_Record excerpts_
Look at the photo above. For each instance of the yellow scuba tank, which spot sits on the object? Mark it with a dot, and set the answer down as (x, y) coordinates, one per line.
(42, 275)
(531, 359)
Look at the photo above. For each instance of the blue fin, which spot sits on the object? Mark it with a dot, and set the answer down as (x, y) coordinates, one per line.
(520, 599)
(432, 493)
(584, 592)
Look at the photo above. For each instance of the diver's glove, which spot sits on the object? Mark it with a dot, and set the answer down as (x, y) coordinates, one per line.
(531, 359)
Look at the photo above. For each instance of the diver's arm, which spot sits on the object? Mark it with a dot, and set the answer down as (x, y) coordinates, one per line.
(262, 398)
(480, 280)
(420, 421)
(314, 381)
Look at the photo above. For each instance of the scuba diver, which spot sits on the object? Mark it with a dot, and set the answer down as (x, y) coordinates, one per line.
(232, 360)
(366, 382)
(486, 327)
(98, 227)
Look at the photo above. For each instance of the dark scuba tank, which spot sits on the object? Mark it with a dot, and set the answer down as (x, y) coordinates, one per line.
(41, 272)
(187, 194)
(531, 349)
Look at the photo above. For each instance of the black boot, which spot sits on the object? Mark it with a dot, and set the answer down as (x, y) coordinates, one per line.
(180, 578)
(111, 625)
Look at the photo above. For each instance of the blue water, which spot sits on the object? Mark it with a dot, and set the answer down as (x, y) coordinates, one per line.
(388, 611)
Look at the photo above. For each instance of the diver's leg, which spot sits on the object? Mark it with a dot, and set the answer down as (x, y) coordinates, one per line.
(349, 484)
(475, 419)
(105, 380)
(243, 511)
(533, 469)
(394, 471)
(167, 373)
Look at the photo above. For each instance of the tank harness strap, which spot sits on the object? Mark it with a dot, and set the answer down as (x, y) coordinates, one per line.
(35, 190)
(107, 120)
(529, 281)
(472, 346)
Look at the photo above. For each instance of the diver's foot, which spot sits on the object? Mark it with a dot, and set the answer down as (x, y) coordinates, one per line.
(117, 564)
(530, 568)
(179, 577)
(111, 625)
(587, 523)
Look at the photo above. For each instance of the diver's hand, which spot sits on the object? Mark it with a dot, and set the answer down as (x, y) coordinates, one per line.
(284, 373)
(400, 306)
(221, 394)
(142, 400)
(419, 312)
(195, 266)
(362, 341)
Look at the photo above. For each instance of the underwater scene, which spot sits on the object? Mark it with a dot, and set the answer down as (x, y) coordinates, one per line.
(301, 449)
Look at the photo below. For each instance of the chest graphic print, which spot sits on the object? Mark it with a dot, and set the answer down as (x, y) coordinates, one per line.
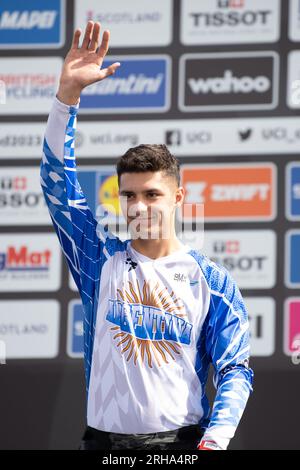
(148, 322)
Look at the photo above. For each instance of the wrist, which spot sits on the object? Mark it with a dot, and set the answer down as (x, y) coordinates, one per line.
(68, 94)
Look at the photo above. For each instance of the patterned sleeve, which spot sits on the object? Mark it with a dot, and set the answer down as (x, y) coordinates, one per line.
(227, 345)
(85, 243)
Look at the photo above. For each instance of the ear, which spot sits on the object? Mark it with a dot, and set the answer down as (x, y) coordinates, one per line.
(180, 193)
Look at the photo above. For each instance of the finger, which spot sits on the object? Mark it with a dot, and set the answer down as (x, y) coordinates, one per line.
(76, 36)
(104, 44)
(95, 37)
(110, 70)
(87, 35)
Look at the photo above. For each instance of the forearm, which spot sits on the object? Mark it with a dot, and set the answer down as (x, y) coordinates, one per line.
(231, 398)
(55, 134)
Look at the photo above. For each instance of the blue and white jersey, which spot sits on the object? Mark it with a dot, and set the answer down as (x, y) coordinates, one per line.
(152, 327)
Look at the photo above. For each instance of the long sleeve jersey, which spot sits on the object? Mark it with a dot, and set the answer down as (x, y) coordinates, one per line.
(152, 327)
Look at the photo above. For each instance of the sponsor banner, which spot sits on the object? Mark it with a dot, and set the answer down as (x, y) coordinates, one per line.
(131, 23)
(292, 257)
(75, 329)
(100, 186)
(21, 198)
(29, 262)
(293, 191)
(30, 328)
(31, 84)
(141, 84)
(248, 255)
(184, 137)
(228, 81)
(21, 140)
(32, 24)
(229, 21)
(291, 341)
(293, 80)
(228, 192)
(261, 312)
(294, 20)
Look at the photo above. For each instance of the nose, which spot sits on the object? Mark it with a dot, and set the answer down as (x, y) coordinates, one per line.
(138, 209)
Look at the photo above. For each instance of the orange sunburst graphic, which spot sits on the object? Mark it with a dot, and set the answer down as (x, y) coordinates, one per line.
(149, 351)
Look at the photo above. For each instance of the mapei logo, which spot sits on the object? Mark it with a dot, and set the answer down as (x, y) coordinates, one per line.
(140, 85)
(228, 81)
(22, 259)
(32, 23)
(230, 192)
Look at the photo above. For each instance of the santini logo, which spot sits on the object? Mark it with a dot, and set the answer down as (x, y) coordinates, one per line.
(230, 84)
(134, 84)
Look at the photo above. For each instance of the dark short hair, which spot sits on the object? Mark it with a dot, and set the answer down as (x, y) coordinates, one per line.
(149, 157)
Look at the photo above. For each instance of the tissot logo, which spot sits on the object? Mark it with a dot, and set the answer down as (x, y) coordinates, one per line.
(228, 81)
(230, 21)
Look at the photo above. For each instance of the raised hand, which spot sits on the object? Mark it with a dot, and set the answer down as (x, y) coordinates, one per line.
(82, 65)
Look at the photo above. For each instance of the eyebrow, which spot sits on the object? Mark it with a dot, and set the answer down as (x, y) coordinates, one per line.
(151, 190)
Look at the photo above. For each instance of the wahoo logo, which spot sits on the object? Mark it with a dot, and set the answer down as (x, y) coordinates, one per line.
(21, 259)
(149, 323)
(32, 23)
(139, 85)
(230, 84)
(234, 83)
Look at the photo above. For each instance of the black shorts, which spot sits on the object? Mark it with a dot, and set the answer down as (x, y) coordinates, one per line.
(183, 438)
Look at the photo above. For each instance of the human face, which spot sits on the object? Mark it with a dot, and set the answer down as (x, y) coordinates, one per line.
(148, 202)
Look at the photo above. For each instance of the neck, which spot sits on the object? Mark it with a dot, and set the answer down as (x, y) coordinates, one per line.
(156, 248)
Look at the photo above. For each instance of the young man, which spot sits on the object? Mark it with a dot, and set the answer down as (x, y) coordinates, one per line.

--

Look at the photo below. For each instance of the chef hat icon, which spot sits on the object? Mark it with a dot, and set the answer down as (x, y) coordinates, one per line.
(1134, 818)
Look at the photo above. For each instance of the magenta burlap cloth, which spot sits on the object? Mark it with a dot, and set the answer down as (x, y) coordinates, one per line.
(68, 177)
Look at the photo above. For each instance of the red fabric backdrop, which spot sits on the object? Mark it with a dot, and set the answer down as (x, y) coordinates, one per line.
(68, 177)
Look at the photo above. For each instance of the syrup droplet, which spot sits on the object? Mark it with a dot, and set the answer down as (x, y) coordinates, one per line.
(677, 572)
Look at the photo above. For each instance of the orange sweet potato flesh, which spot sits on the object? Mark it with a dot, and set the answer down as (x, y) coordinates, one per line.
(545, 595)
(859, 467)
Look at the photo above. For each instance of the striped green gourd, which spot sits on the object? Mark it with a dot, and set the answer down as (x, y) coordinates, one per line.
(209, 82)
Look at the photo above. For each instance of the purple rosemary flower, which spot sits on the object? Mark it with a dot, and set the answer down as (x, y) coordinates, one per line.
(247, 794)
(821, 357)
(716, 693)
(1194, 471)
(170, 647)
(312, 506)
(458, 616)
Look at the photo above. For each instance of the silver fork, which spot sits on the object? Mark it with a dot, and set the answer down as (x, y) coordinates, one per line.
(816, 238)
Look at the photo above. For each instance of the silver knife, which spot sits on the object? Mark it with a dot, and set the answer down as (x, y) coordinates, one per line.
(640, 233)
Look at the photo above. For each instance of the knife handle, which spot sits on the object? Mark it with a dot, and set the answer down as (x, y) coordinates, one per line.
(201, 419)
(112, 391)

_Task details_
From the entries above, give again exactly the lines running from the line with "the eyebrow, which" to the line with "Look at the photo above. For each instance of the young"; include both of those lines.

_Result of the exercise_
Look at the photo above. For each instance of the eyebrow, which spot sits on the object? Mark it with a dot, and set the answer down as (x, y) coordinates, one per line.
(151, 190)
Look at the photo above. For each instance of the wahoo logo, which spot sits on the object? Mark it with a dot, and set the answer down as (x, y) coordinates, one per line.
(21, 259)
(149, 323)
(32, 23)
(139, 85)
(230, 84)
(234, 83)
Look at the photo above. For each instance of the black shorts, which spot sits on the object? Mark it with a dot, and set the answer down as (x, y) coordinates, one per line.
(183, 438)
Look at the photo above. For each instance of the human face, which spot sits on the object? Mark it with a dot, and set the answer down as (x, y) coordinates, one per line.
(148, 202)
Look at the photo above. For each instance of the neck, which spot sits on the object? Mark it with a dot, and set the answer down as (x, y) coordinates, one per line.
(156, 248)
Look at the photo above. For each instance of the young man, which spot sits on the object? Mark it with a dot, and set the answer down as (x, y) coordinates, one per line.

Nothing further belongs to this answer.